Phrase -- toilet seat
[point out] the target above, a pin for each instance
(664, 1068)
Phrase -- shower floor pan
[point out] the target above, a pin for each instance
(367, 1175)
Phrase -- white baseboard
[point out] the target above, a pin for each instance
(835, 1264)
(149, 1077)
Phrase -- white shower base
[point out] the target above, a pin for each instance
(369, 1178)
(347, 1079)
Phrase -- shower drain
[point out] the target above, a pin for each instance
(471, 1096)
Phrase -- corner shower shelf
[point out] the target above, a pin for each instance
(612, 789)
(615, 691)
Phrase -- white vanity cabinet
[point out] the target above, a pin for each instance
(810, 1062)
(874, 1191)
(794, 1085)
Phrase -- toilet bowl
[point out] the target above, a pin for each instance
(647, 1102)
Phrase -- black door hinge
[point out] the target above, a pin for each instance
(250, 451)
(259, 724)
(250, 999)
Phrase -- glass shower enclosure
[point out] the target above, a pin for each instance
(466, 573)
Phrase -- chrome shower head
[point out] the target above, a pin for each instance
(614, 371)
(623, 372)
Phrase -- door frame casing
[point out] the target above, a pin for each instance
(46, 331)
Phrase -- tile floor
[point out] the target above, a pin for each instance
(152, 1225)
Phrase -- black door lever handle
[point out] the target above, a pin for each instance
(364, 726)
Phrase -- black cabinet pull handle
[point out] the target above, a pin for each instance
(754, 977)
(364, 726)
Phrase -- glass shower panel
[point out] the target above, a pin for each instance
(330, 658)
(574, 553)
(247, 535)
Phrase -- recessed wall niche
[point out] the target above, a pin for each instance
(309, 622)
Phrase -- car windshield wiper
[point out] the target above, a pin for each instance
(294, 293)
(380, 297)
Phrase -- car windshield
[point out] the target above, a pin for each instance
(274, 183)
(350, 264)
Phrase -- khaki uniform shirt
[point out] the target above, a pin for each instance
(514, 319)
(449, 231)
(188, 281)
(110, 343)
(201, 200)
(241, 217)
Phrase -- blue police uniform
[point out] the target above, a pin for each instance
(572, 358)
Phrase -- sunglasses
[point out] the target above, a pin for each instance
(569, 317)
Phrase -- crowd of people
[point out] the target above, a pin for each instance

---

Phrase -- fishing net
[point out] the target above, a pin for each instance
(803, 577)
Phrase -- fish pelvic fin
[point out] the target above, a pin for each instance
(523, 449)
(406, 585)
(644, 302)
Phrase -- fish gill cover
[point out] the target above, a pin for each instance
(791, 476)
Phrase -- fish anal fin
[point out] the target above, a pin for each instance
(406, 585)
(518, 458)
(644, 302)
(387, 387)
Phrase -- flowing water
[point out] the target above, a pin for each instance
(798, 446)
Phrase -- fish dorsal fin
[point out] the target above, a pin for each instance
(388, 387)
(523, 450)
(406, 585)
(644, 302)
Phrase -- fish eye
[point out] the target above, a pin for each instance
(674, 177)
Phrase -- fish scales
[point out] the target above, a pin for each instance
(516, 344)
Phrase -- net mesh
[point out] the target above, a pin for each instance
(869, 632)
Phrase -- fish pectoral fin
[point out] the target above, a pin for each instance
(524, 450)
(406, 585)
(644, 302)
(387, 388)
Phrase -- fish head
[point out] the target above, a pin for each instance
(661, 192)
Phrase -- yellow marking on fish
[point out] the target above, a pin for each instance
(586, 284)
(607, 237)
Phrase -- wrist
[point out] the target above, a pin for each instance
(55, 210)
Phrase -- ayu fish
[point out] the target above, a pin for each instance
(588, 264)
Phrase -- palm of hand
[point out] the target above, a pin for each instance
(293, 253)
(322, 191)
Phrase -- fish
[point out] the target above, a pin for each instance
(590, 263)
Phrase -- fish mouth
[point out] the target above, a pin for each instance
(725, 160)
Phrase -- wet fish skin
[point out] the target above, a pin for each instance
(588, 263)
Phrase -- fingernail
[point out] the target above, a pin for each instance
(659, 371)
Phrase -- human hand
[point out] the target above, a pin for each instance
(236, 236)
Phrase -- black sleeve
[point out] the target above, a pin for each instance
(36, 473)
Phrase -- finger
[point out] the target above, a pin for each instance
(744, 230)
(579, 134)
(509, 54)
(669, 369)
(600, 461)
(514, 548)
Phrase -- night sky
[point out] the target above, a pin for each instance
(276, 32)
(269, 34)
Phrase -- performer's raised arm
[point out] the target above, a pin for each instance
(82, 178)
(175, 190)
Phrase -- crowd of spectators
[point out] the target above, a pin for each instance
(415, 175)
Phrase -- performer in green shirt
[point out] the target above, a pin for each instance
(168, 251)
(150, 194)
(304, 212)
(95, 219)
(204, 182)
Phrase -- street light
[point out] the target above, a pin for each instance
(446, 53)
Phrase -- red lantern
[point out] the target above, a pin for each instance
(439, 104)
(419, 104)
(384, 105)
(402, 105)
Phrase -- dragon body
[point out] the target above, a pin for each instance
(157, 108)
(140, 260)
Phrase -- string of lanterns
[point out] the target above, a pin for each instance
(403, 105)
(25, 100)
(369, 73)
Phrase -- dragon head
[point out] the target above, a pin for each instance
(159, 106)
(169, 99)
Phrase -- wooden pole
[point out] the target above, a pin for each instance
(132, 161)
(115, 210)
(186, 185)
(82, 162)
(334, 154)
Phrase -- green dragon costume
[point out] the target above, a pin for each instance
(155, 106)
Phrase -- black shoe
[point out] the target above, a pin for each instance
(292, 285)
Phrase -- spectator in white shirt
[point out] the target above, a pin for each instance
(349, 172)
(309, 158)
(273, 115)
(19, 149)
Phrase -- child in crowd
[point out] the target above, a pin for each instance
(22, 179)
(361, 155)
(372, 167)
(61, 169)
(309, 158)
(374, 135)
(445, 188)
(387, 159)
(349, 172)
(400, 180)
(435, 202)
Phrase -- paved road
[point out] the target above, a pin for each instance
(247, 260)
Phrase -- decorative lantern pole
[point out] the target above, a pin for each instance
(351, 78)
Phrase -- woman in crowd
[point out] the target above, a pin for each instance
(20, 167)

--

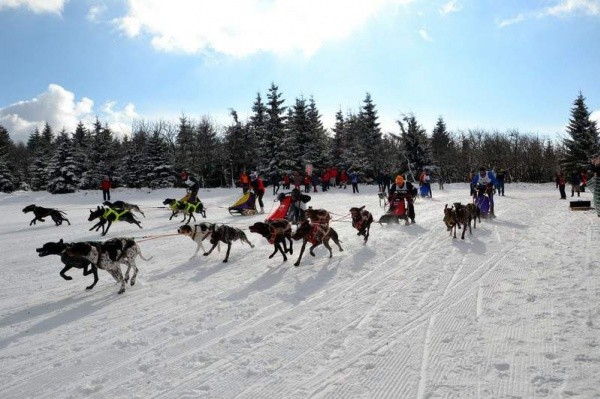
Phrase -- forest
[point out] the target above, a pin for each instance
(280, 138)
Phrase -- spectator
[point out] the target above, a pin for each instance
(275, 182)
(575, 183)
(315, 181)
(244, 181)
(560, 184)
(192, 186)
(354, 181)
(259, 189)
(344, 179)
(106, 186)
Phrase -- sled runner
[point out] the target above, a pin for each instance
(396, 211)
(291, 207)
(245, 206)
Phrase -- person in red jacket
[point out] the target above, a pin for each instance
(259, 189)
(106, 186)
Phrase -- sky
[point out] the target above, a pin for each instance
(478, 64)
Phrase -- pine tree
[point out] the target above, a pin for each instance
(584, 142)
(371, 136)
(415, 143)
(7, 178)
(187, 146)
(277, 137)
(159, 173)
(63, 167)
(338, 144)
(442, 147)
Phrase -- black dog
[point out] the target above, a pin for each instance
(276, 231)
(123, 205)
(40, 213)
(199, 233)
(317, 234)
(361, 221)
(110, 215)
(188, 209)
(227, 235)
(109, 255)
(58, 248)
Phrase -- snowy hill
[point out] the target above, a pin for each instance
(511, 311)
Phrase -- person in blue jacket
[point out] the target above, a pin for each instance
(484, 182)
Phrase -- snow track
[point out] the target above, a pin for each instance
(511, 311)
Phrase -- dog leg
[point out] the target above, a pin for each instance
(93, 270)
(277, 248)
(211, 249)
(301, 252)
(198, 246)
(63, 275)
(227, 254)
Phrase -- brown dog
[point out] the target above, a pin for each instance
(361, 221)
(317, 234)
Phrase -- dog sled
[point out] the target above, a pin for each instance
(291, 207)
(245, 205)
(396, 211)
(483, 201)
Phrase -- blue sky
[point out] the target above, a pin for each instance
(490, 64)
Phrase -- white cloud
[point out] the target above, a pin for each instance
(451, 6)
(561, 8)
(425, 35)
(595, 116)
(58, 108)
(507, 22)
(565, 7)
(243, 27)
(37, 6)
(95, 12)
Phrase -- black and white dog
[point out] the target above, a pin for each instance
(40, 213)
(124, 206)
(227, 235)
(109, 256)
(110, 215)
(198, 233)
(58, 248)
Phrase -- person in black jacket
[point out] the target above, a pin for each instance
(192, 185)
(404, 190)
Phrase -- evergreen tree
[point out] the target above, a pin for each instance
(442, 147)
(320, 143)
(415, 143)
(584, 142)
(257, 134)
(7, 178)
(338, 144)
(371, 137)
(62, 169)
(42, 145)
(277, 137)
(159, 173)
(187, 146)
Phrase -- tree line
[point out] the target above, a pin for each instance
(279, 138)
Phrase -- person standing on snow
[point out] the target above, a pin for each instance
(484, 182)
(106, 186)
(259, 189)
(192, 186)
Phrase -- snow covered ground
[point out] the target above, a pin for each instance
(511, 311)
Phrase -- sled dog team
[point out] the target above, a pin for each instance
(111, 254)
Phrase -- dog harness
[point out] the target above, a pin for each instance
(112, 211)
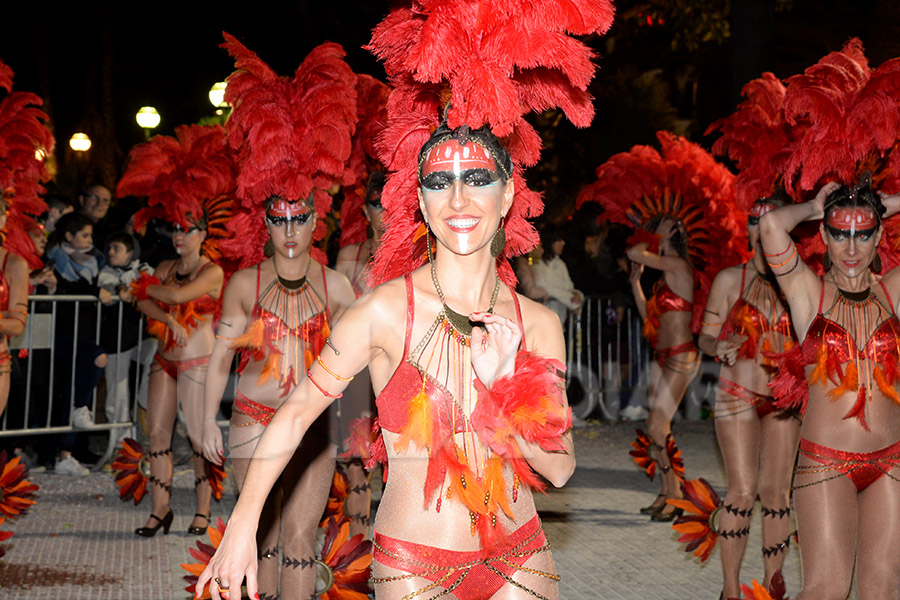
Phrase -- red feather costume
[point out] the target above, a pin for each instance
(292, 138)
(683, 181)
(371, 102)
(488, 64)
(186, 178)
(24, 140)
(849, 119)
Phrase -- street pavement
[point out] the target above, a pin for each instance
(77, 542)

### Exercise
Each line of the material with the word "blue" in it should be listed.

### Exercise response
Phrase -- blue police uniform
Phrase -- person in blue jacket
Phrase -- blue sky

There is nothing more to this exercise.